[Opening Material for the task section]

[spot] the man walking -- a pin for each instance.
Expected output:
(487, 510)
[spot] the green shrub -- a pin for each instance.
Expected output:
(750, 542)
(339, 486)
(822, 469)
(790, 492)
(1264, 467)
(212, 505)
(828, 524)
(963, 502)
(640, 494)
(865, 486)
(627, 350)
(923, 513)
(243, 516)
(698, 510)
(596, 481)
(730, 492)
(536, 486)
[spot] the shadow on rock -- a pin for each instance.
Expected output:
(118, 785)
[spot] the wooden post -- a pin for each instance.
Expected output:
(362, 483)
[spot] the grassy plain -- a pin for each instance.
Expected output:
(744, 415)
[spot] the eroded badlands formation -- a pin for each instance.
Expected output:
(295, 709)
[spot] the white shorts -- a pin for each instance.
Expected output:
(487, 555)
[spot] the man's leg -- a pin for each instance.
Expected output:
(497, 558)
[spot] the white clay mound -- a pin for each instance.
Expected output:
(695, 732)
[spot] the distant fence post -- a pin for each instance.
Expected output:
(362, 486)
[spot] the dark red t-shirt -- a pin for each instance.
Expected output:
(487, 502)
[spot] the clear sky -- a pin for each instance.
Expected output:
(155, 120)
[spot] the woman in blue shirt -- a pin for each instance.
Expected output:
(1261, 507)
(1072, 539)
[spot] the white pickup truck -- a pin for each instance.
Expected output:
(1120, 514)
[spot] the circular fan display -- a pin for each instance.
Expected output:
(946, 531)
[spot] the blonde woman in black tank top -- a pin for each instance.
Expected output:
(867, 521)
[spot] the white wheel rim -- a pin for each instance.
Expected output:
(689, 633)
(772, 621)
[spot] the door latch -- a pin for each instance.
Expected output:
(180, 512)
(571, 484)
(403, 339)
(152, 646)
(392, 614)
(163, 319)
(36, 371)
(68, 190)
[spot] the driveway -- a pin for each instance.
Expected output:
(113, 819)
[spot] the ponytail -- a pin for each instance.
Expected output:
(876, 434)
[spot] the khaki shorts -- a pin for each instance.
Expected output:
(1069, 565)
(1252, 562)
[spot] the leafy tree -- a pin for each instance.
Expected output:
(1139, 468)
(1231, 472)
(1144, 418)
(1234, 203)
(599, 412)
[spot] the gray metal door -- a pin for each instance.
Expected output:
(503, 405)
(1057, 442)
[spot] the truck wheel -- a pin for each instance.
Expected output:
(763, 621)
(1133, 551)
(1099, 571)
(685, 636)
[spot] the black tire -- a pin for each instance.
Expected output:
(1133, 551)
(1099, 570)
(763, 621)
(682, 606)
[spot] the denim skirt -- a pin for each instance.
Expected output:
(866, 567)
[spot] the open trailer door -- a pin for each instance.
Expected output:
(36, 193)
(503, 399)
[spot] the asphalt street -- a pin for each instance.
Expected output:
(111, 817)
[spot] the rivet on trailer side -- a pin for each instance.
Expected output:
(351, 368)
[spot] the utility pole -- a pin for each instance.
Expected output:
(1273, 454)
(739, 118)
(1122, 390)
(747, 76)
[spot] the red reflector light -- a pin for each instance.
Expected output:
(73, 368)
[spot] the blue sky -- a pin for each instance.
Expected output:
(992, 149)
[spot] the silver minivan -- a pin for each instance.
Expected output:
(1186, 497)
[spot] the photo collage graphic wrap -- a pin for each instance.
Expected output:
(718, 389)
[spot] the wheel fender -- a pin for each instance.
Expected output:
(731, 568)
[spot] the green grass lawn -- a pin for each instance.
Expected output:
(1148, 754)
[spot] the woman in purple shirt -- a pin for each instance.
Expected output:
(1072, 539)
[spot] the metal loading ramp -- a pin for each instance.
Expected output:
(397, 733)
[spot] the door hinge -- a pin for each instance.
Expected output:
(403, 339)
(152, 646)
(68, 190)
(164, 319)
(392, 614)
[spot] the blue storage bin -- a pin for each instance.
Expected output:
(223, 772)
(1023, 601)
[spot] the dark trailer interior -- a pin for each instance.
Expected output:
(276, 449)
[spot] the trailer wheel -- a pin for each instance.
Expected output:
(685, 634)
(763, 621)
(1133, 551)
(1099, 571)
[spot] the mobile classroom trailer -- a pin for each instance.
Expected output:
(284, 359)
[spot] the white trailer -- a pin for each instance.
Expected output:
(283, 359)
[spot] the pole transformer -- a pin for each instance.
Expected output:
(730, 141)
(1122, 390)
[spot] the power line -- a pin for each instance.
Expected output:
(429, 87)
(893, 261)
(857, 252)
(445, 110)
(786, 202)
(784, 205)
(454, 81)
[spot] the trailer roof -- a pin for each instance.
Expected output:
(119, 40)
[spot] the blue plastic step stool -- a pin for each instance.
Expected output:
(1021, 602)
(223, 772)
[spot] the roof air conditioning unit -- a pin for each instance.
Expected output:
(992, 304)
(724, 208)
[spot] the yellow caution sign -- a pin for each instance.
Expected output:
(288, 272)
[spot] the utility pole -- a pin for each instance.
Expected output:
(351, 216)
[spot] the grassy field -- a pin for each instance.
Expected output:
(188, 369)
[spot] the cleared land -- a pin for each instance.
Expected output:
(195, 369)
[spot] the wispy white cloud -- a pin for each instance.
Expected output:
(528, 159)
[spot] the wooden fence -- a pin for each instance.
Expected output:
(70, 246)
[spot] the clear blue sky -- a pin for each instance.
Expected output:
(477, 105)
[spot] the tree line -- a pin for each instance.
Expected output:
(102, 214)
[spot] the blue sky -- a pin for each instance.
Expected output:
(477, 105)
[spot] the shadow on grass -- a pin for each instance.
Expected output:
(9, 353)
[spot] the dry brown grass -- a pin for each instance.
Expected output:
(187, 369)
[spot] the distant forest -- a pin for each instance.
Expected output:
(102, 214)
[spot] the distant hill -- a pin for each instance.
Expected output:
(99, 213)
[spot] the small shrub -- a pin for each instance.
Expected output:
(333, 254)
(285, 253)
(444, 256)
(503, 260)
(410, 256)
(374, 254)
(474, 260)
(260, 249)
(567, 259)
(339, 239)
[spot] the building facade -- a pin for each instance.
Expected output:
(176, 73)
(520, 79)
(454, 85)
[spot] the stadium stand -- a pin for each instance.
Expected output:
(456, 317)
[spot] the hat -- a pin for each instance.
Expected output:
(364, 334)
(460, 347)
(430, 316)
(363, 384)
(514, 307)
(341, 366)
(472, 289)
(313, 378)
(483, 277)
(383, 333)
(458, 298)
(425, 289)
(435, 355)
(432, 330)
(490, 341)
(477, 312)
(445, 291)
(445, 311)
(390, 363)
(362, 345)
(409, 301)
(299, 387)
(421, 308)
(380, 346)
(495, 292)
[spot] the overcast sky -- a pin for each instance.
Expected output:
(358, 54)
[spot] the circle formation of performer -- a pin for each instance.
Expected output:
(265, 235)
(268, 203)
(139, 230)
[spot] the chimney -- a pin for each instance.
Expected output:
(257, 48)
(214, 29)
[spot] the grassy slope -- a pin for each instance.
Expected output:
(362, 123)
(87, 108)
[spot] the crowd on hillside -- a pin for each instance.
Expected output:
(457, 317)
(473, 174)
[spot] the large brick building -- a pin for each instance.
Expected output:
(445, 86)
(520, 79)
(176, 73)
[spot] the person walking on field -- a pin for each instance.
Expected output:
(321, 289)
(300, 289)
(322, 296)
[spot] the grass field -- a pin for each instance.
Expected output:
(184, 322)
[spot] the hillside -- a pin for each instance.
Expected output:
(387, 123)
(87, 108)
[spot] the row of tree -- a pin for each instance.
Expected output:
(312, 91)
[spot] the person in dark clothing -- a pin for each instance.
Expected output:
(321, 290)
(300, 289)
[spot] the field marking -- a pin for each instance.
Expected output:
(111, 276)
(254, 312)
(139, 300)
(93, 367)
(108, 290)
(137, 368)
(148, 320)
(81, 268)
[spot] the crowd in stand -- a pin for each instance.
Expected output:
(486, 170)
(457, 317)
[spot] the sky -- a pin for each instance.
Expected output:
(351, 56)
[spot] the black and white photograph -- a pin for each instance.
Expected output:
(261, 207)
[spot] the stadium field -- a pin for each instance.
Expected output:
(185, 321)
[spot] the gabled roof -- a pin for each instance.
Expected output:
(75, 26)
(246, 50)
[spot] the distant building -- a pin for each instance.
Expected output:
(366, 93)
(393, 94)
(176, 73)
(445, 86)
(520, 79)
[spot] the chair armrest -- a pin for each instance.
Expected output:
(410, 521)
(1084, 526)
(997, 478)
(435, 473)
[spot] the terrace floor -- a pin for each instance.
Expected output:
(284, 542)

[Closing Material for the task section]

• [Your instructions]
Copy all lines of the preceding data that hold the word "green".

• [Task response]
[spot] the green shrub -- a pin for each instance.
[spot] the green grass lawn -- a pin for each instance.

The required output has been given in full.